━━━ Information shown
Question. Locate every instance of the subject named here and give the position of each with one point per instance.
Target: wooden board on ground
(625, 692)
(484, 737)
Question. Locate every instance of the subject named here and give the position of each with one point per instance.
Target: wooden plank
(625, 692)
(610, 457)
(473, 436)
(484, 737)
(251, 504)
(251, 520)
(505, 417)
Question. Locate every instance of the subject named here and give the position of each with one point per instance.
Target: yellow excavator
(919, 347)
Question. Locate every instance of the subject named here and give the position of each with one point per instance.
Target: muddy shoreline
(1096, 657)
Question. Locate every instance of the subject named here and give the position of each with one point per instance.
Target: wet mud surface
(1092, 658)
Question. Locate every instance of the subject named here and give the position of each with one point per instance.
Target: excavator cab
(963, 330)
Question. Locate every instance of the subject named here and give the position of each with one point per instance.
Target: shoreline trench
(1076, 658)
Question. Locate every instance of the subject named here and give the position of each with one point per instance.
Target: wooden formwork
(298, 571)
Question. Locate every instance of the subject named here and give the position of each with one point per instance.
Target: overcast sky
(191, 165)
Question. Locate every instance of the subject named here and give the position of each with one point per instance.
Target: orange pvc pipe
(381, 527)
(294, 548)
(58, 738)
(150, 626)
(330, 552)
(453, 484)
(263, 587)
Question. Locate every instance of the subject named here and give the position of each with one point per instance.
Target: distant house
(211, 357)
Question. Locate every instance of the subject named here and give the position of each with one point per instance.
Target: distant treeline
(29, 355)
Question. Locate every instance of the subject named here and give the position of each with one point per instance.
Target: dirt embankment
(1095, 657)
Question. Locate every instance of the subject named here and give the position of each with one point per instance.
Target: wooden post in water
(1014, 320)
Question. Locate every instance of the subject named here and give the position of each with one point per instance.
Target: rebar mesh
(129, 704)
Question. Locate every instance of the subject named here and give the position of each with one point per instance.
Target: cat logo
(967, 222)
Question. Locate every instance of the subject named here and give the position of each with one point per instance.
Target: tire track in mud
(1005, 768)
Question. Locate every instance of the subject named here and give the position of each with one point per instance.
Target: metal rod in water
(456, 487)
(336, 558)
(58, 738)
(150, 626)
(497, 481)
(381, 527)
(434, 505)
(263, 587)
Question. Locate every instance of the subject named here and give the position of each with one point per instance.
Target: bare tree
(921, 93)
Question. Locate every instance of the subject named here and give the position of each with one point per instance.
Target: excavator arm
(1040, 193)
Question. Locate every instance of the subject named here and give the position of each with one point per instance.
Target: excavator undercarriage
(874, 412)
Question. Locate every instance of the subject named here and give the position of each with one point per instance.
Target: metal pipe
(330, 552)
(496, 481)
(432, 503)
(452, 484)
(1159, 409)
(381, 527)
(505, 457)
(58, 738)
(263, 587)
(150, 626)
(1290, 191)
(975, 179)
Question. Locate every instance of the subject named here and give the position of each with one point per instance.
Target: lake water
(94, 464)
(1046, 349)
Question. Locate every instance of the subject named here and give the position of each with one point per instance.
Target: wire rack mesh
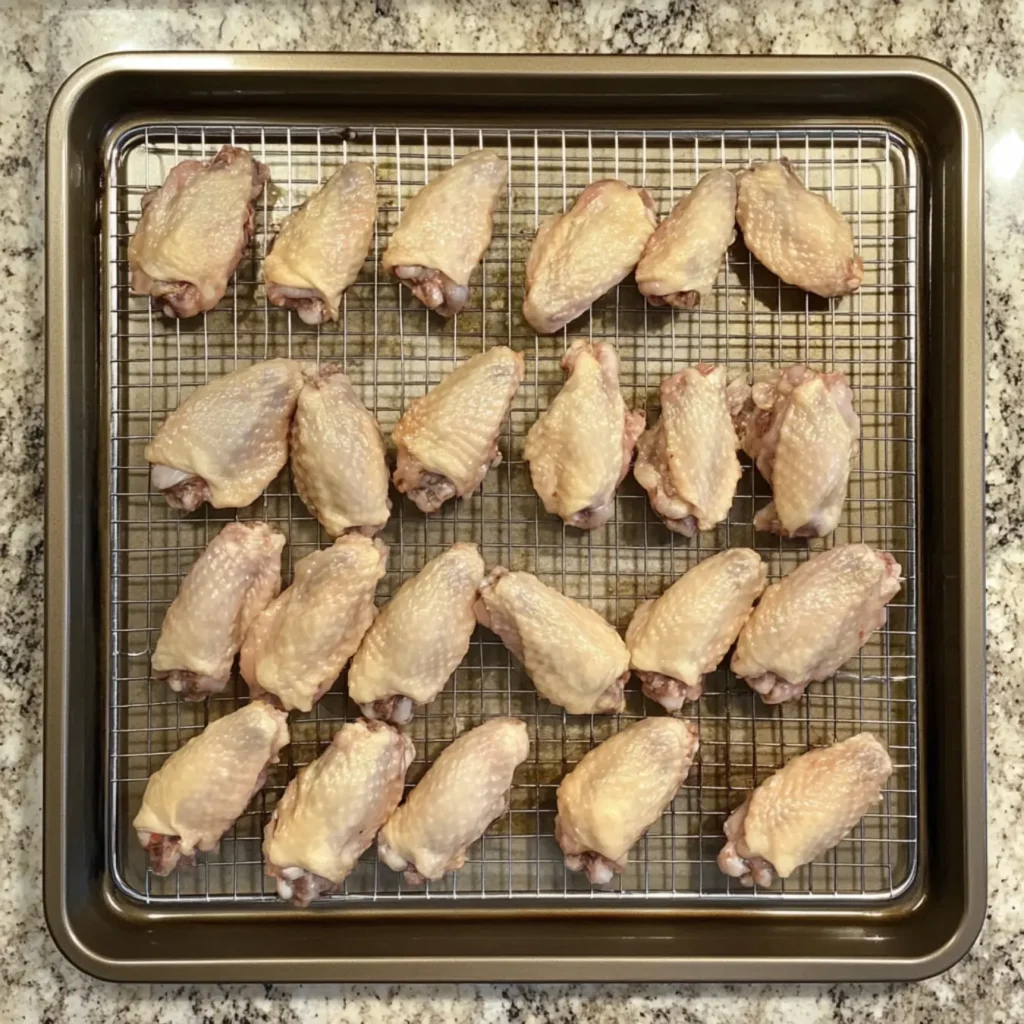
(393, 350)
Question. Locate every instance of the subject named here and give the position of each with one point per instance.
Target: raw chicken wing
(420, 637)
(338, 458)
(573, 656)
(803, 435)
(445, 229)
(687, 463)
(226, 441)
(797, 233)
(619, 791)
(448, 439)
(677, 638)
(804, 810)
(194, 229)
(202, 788)
(682, 258)
(321, 247)
(462, 793)
(580, 255)
(333, 809)
(230, 584)
(297, 647)
(580, 449)
(814, 620)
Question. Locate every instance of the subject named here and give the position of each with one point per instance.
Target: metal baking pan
(897, 145)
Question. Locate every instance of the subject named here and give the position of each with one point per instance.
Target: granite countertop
(982, 40)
━━━━━━
Work instructions: Output all of the entries verbatim, leaving out any images.

Response:
Question. Locate every instance of the subject named here and give the position of each with one point per instance.
Target: wooden board on ground
(625, 692)
(484, 737)
Question. Locate every instance of the subject named here and give the position of each with one point per instance.
Target: wooden plank
(625, 692)
(610, 457)
(473, 436)
(484, 737)
(251, 504)
(251, 520)
(505, 417)
Question. Locate every instance of the subject named here and give the position of each with one point per instance.
Target: yellow excavator
(919, 347)
Question. Locate every instance of the subject named here and give the position of each with one point per instance.
Target: muddy shoreline
(1096, 657)
Question. Locate every instance of the subject named here and give the position of each with one point per instance.
Target: wet mud surface
(1092, 658)
Question. Locate every instance of the subject named here and give the position of each with one point per instance.
Target: excavator cab
(963, 330)
Question. Locate every instance of the subject named here and give the position of each with one point per instance.
Target: shoreline trench
(1076, 658)
Question. Locate every instance of the subject named here and give the position of each with one point per instance.
Target: wooden formwork
(298, 571)
Question. Locate every instance of the subject named here and give the position of each with one point per instance.
Target: overcast sky
(191, 165)
Question. Locate every instance of the subject named here and give the position of each with one point per instance.
Target: orange pvc pipe
(381, 527)
(294, 548)
(58, 738)
(150, 626)
(330, 552)
(453, 484)
(263, 587)
Question. Locate every instance of the subject named here and give the position of each with one point per instance.
Target: distant house
(211, 357)
Question. Locate every instance of the subject named here and give the position of each with one point per instance.
Target: distant treeline
(29, 355)
Question. Locate every instance of the subject named here and give the position of each with one point per instance.
Target: dirt embankment
(1095, 657)
Question. Locate every instance of the subject named here and give the position of each with one point per instance.
Target: wooden post in water
(1014, 320)
Question. Locate every instance of the subject named here and give the position of each with one point per instance.
Target: rebar mesh
(129, 704)
Question. Locate every instance of the subject named here and give the position of each with one point per instance.
Target: cat logo
(967, 222)
Question. Locate every instance of the subject named here and give the position of each with one point per instance.
Target: tire track in mud
(1005, 768)
Question. Locate every instance of the subject named here and give the position of each with one point per instance.
Target: metal rod in water
(456, 487)
(336, 558)
(58, 738)
(150, 626)
(497, 481)
(381, 527)
(434, 505)
(263, 587)
Question. Locate every instance of the subject named here and give the position of each with one point per instance.
Target: bare tree
(921, 93)
Question. Locate every instance of the subject named here and give the position of each with one point per instance.
Target: excavator arm
(1040, 193)
Question. Locate every instance of the subject named here and give the position of each with one point per instance.
Target: excavator undercarriage
(874, 412)
Question. Locate every instance of the subject named here and give the position of each with one point per instance.
Target: metal pipe
(330, 552)
(496, 481)
(432, 503)
(452, 484)
(1159, 409)
(381, 527)
(505, 457)
(58, 738)
(263, 587)
(150, 626)
(1290, 191)
(975, 179)
Question. Locate every instance of the subject named here and give the position of each with one point per instance.
Target: lake water
(94, 464)
(1046, 349)
Question. Locate every instance of the subject named here and give the position of each with one point per instance.
Target: wire rack mesh
(393, 350)
Question. Locate every instance of the subject named here and give the position of each with one point per instance.
Target: raw chicken wing
(420, 637)
(338, 458)
(573, 656)
(803, 435)
(445, 229)
(687, 463)
(226, 441)
(797, 233)
(619, 791)
(448, 439)
(677, 638)
(804, 810)
(194, 229)
(202, 788)
(682, 258)
(321, 247)
(462, 793)
(580, 255)
(333, 809)
(230, 584)
(297, 647)
(580, 449)
(814, 620)
Question. Locate every instance of the subject named here and give the position of each with one point per instance.
Target: metal baking pan
(897, 145)
Question. Locate every instance of the subject named here and give the position of each with one point per instance.
Target: granite countertop
(982, 40)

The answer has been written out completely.